[start Material]
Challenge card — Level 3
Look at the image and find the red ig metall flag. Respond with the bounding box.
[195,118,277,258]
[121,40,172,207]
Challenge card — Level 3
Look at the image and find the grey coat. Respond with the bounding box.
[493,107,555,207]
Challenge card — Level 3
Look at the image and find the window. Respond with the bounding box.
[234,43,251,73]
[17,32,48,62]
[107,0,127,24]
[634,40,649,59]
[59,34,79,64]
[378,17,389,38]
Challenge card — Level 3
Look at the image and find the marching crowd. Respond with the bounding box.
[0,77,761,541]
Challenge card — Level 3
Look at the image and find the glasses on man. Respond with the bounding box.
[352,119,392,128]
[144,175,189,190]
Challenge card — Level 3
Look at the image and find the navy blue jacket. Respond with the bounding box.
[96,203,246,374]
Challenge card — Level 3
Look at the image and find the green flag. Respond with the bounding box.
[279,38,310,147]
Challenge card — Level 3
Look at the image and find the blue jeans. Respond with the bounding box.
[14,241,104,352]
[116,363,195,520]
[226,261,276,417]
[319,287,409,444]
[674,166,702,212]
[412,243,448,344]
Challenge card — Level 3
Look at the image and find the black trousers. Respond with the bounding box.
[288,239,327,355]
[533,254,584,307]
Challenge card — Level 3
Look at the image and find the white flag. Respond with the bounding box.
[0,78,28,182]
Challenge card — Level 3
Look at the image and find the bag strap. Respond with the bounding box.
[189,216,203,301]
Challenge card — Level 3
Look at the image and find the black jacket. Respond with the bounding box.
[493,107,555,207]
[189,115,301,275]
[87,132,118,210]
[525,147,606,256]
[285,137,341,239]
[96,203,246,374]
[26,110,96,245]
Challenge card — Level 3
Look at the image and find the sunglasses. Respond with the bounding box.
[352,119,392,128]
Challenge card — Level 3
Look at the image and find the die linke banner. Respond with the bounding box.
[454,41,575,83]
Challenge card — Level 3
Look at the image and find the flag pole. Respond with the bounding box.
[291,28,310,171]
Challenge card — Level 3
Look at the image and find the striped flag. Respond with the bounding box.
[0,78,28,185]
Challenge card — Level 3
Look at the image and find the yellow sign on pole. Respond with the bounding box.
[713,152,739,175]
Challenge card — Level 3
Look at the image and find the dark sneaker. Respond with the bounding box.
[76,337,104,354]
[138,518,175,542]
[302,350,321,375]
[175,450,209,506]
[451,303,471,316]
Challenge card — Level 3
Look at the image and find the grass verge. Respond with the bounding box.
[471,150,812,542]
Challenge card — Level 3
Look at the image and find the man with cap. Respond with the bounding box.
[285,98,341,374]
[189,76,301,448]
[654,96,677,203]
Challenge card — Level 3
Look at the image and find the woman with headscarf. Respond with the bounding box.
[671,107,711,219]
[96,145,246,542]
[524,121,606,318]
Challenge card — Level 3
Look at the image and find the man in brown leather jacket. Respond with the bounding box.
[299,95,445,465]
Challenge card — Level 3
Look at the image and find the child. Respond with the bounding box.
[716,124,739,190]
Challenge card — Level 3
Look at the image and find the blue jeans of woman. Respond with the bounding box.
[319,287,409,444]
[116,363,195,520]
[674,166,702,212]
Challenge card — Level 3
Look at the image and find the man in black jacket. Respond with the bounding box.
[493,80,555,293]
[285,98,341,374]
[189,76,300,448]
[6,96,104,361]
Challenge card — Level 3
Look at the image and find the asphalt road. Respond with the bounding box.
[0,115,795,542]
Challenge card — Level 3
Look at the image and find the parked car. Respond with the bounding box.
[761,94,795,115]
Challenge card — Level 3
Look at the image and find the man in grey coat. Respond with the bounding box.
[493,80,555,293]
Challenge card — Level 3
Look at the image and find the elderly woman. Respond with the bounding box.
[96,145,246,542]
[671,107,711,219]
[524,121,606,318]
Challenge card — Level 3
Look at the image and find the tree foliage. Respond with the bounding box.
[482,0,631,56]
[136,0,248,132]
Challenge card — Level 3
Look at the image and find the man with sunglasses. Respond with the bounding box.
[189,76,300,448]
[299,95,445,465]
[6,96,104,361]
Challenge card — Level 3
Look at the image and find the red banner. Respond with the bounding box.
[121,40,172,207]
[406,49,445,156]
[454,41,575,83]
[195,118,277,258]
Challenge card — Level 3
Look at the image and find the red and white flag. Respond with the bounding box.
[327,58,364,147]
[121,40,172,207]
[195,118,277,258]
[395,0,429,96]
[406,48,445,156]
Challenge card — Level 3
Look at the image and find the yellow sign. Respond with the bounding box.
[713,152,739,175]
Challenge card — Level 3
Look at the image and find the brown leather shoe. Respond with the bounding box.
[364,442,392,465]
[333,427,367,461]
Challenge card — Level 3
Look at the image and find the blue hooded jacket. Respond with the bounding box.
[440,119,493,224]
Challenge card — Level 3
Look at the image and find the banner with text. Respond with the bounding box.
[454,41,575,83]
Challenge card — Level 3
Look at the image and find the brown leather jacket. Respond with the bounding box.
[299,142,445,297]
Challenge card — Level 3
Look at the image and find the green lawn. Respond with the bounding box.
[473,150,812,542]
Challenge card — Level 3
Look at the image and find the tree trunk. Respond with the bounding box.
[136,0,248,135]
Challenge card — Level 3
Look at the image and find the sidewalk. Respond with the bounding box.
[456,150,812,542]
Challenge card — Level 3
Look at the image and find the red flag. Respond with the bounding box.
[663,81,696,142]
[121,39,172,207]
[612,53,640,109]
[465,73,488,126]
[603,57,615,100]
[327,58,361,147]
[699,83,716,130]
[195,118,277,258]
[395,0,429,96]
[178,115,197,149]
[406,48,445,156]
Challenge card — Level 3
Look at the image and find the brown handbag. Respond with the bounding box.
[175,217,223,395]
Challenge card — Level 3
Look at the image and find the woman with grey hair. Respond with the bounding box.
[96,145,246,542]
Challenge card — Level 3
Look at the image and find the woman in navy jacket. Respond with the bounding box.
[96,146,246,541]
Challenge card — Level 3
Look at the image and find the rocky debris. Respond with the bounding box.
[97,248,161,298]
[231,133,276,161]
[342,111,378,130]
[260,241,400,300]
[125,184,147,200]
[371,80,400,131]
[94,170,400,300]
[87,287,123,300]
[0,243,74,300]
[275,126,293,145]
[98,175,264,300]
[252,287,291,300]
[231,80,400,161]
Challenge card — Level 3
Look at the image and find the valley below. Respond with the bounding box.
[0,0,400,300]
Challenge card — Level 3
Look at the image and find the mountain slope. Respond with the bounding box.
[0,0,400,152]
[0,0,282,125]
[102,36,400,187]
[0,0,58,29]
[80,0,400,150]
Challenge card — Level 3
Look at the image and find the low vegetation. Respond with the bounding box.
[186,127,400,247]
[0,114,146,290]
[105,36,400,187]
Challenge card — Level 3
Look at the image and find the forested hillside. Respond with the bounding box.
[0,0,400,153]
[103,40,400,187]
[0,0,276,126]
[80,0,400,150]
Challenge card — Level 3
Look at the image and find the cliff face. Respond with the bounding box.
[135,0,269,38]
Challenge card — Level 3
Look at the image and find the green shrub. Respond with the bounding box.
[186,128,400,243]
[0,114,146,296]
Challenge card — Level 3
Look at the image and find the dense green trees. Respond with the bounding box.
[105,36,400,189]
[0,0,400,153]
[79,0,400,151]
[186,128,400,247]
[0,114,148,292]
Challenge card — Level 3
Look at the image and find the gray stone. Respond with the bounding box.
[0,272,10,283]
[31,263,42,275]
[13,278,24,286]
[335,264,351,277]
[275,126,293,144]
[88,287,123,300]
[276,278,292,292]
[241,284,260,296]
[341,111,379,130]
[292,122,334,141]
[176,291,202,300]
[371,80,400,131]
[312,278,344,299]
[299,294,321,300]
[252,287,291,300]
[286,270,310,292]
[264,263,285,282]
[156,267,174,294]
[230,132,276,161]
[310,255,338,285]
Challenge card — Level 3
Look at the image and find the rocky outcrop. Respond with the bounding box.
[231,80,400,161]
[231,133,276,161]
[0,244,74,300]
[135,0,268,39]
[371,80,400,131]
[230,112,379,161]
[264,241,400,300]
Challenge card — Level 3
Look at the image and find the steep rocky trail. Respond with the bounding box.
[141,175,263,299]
[end Material]
What is expected:
Count the lines in the saved entries above that contain the word "grey", and give only the number.

Complete answer:
3